ENUNCIADO => Segundo a entrevista sobre Elizabeth Warren, quanto dinheiro ela tinha na conta de campanha no começo de 2017?

FONTE =>
-=-=-=-=-

Warren começou 2017 com 4,8 milhões de dólares na sua conta de campanha, mais do que qualquer outro senador democrata a concorrer para a reeleição no próximo ano.
Sim e isso foi antes do episódio do silenciamento, quando ela, “apesar de avisada, persistiu” e continuou a falar.

É um efeito pós-Trump?
No dia em que Warren “persistiu” em falar e foi mandada calar no Senado, a ACLU foi inundada por doações e o sistema entrou em colapso, as pessoas queriam dar dinheiro em nome da liberdade de expressão. É preciso não esquecer que a máquina de angariação de fundos de Warren é nacional.

O novo Presidente ajudou a criar uma atmosfera na qual este tipo de atitude é tolerada no Senado?
Eu nunca vi nada assim no Senado. Eles cometeram um erro — até porque, no dia seguinte, o senador Bernie Sanders levantou-se e leu a mesma carta de Coretta King e não o mandara calar. E esta é a mesma carta que o senador Ted Kennedy leu há uns anos naquela mesma sala do Senado. Havia um precedente.

O episódio acabou por ajudar Elizabeth Warren?
Ela não precisa disso, mas o episódio ilustrou muitas das coisas sobre as quais ela fala e mostrou que uma mulher, senadora num Senado com 100 pessoas, pode ser calada por ler uma carta que não tem nada de incendiário. Foi calada apenas por ser uma voz sensata – e isso é muito perturbador.

O que levou o senador Mitch McConnell a mandá-la calar-se?
Não sei, mas suspeito que se tenha arrependido.

Na sua carta sobre este caso, diz que o episódio “devia chocar a consciência de todos os americanos que se preocupam com a liberdade de expressão”, mas muitos americanos mostram-se contentes com o que está a acontecer no país.
Este episódio vai ser ensinado nas aulas de educação cívica nas escolas e nos cursos de Ciências Políticas. Foi verdadeiramente escandaloso. As nossas vidas continuam no dia seguinte, mas este episódio vai ficar na história e vai deixar um legado. Não esqueça: estamos nos primeiros 100 dias da Administração. Donald Trump é o nosso Presidente e muitas pessoas o apoiam. E, pensando no meu país, desejo-lhe sorte. É isso que nós fazemos nos EUA. Acreditamos na transferência de poder e aceitamos os vencedores. Mas Trump fez muitas promessas às suas bases de apoio e temos de ver se ele consegue cumprir essas promessas.

-=-=-=-=-

MATERIAL APRESENTADO =>
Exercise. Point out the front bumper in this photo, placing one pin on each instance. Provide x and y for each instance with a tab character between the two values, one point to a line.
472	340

-=-=-=-=-

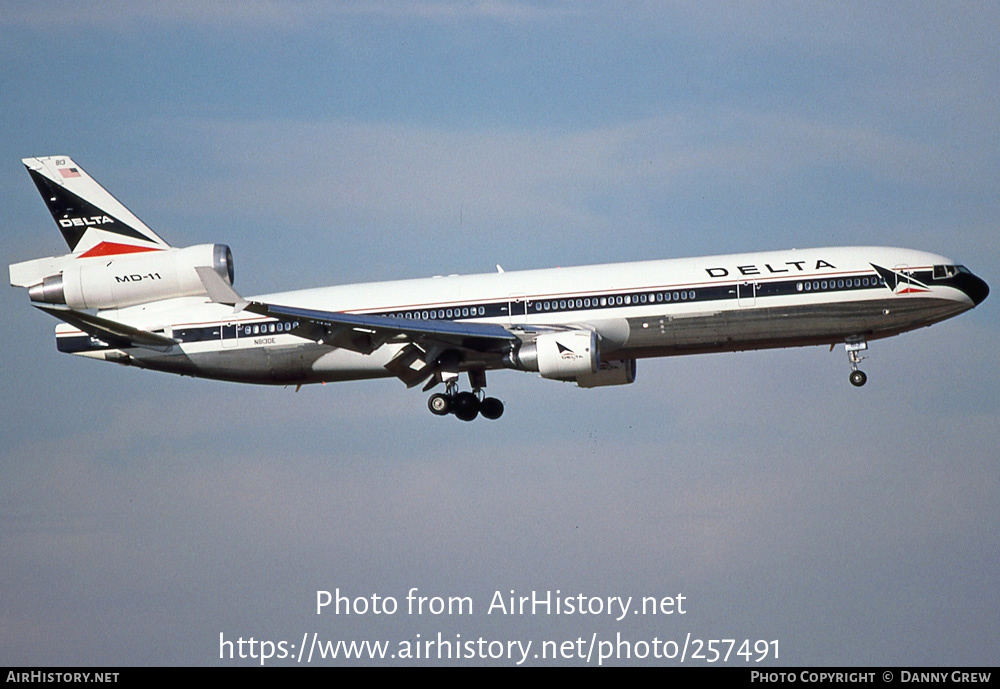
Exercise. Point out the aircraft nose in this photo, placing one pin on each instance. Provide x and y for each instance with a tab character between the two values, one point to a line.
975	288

-=-=-=-=-

RESPOSTA => 4,8 milhões de dólares.